§ **Excerpted passage**:
CHAPTER IX
FOR CROSS AND CROWN
DEATH IN ACTION OF FATHER FINN OF THE DUBLINS AND FATHER GWYNN OF THE
IRISH GUARDS
In which mood do soldiers generally go into battle--devotional or
profane? An observer of authority, Mr. J.H. Morgan, professor of
constitutional history at University College, London, who had a long
stay at the Front, in France and Flanders on Government duty, commits
himself to the curious statement that most men go into action, not
ejaculating prayers, but swearing out aloud. However that may be as
regards the non-religious soldier, it certainly is not true of the
Catholic Irish soldier. By temperament and training the average Irish
soldier, like most of his race, is profoundly religious at all times,
and the experiences of the chaplains to the Catholic Irish regiments
show that at no time is the Irish soldier more under a constant and
reverent sense of the nearness of the unseen Powers, and his absolute
dependence upon them, than at the awful moment when, in the plenitude
of his youth and physical strength, he is confronted by the prospect
of sudden death or bodily mutilation.

§ **What the task asks**:
In the chapter excerpt on soldiers going into battle, what position does Mr. J.H. Morgan hold?

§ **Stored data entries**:
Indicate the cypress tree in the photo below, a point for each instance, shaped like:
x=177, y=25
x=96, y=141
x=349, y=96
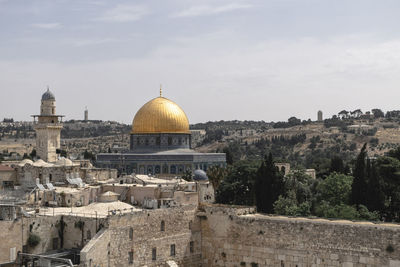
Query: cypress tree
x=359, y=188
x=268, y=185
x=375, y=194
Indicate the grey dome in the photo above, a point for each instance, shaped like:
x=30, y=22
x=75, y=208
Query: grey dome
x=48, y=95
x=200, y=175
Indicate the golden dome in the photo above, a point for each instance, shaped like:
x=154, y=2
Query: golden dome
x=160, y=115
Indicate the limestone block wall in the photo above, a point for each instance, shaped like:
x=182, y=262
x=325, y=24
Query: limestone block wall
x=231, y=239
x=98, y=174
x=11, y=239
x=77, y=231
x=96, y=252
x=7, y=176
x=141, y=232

...

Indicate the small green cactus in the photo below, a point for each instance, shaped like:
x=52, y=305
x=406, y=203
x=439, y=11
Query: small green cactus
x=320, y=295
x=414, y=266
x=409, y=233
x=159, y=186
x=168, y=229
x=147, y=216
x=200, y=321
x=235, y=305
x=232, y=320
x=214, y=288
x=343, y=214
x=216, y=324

§ **Exercise answer**:
Professor of constitutional history at University College, London.